▸ RECORD EXCERPTS
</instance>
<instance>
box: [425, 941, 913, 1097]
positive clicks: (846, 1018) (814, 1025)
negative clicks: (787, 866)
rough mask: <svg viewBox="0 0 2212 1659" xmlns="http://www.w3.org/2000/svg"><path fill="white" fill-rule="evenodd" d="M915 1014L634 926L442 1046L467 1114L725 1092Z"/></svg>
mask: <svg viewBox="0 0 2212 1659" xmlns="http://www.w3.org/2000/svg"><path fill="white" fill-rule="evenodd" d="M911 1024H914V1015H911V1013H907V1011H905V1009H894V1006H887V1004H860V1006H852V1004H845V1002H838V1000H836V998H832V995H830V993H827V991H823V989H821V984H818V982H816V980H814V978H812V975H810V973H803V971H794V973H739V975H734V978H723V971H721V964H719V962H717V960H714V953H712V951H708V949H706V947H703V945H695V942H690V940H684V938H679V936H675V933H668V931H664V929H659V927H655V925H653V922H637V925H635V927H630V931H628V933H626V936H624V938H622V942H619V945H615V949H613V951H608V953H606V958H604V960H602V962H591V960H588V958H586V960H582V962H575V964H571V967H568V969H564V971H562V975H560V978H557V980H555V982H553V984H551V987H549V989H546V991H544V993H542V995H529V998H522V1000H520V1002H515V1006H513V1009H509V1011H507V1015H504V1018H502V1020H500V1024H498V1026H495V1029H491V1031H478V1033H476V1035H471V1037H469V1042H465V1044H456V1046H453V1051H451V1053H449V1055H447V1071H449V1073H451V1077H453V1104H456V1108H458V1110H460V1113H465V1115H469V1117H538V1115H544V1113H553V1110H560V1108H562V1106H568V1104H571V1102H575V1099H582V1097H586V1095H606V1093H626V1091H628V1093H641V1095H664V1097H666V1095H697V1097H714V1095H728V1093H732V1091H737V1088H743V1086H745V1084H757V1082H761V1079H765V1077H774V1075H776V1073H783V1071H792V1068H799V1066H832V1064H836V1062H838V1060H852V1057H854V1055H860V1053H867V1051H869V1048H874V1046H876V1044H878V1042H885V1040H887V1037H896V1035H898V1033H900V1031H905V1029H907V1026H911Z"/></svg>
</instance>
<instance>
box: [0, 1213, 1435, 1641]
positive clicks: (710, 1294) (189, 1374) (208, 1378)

▸ EXERCISE
The full set of entries must be transcribed exactly.

▸ RESPONSE TO THIS TASK
</instance>
<instance>
box: [425, 941, 913, 1097]
positive clicks: (846, 1018) (814, 1025)
negative clicks: (787, 866)
rough mask: <svg viewBox="0 0 2212 1659" xmlns="http://www.w3.org/2000/svg"><path fill="white" fill-rule="evenodd" d="M915 1014L634 926L442 1046L467 1114L725 1092Z"/></svg>
mask: <svg viewBox="0 0 2212 1659" xmlns="http://www.w3.org/2000/svg"><path fill="white" fill-rule="evenodd" d="M911 1024H914V1015H911V1013H907V1011H905V1009H894V1006H887V1004H860V1006H852V1004H845V1002H838V1000H836V998H832V995H830V993H827V991H823V989H821V984H818V982H816V980H814V978H812V975H810V973H803V971H794V973H739V975H734V978H723V971H721V964H719V962H717V960H714V953H712V951H708V949H706V947H703V945H695V942H690V940H684V938H679V936H675V933H668V931H664V929H659V927H655V925H653V922H637V925H635V927H630V931H628V933H626V936H624V938H622V942H619V945H615V949H613V951H608V953H606V958H604V960H602V962H591V960H588V958H586V960H582V962H575V964H571V967H568V969H564V971H562V975H560V978H557V980H555V982H553V984H551V987H549V989H546V991H544V993H542V995H529V998H522V1000H520V1002H515V1006H513V1009H509V1011H507V1015H504V1018H502V1020H500V1024H498V1026H495V1029H491V1031H478V1033H476V1035H471V1037H469V1042H465V1044H456V1046H453V1051H451V1053H449V1055H447V1071H449V1073H451V1077H453V1104H456V1108H458V1110H460V1113H465V1115H469V1117H538V1115H544V1113H553V1110H560V1108H562V1106H568V1104H571V1102H575V1099H582V1097H586V1095H606V1093H626V1091H628V1093H641V1095H664V1097H666V1095H697V1097H714V1095H728V1093H732V1091H737V1088H743V1086H745V1084H757V1082H761V1079H765V1077H774V1075H776V1073H783V1071H792V1068H799V1066H832V1064H836V1062H838V1060H852V1057H854V1055H860V1053H867V1051H869V1048H874V1046H876V1044H878V1042H885V1040H887V1037H896V1035H898V1033H900V1031H905V1029H907V1026H911Z"/></svg>
</instance>
<instance>
box: [0, 1213, 1435, 1641]
positive clicks: (710, 1294) (189, 1374) (208, 1378)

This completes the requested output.